Items excerpted from a collection:
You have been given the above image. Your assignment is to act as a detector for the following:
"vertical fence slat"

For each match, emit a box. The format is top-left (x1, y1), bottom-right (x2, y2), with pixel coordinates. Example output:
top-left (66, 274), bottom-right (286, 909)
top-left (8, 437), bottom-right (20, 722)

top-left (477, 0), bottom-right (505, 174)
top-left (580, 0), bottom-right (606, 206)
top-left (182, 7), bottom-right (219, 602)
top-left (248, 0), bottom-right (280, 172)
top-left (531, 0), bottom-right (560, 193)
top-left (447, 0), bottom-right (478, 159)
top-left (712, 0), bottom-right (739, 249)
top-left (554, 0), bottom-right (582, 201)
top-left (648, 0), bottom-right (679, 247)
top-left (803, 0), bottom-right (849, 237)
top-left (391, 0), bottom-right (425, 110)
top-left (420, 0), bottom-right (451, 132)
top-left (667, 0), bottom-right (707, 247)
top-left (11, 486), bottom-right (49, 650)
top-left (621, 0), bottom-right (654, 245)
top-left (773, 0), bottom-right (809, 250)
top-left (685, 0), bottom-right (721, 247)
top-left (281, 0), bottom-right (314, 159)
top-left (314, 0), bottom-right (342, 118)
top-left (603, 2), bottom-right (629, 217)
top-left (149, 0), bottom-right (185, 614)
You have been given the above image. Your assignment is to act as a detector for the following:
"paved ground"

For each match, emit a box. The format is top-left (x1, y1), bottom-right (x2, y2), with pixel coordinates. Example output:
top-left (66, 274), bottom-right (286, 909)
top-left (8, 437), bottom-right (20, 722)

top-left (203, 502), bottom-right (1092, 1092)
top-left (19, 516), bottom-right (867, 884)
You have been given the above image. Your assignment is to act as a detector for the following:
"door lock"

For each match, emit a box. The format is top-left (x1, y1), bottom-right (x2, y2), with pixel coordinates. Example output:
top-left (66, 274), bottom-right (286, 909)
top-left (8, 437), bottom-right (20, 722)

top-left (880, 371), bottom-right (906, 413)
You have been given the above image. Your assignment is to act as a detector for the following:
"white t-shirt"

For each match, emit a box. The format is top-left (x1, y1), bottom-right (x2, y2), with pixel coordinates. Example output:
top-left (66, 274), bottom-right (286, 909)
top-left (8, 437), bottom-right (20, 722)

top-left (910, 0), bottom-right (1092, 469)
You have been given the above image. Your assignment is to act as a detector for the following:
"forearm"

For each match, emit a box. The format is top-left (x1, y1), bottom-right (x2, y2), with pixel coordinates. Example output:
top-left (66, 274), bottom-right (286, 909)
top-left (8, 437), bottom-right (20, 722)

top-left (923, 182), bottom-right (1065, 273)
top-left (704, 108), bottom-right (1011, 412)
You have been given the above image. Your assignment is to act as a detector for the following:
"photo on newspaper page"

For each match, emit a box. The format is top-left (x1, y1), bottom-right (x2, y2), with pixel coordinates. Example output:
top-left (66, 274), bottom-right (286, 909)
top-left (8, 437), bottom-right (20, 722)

Goal of the exercise: Rewrite the items from the start through the line containing "top-left (667, 0), bottom-right (707, 247)", inclusive, replacing "emit" with "return" and leaving everything else unchanged.

Result of this exercise:
You have been given the above image. Your assignment is to act as a detector for the following:
"vertical fence slat"

For each match, return a box. The format is top-left (x1, y1), bottom-right (x2, y2), with pixel coordinates. Example output:
top-left (66, 274), bottom-right (286, 909)
top-left (8, 437), bottom-right (20, 722)

top-left (477, 0), bottom-right (505, 174)
top-left (580, 0), bottom-right (606, 206)
top-left (182, 7), bottom-right (219, 602)
top-left (248, 0), bottom-right (280, 172)
top-left (531, 0), bottom-right (560, 193)
top-left (447, 0), bottom-right (478, 159)
top-left (712, 0), bottom-right (739, 249)
top-left (554, 0), bottom-right (582, 201)
top-left (648, 0), bottom-right (679, 247)
top-left (803, 0), bottom-right (849, 237)
top-left (391, 0), bottom-right (425, 110)
top-left (420, 0), bottom-right (451, 132)
top-left (667, 0), bottom-right (707, 247)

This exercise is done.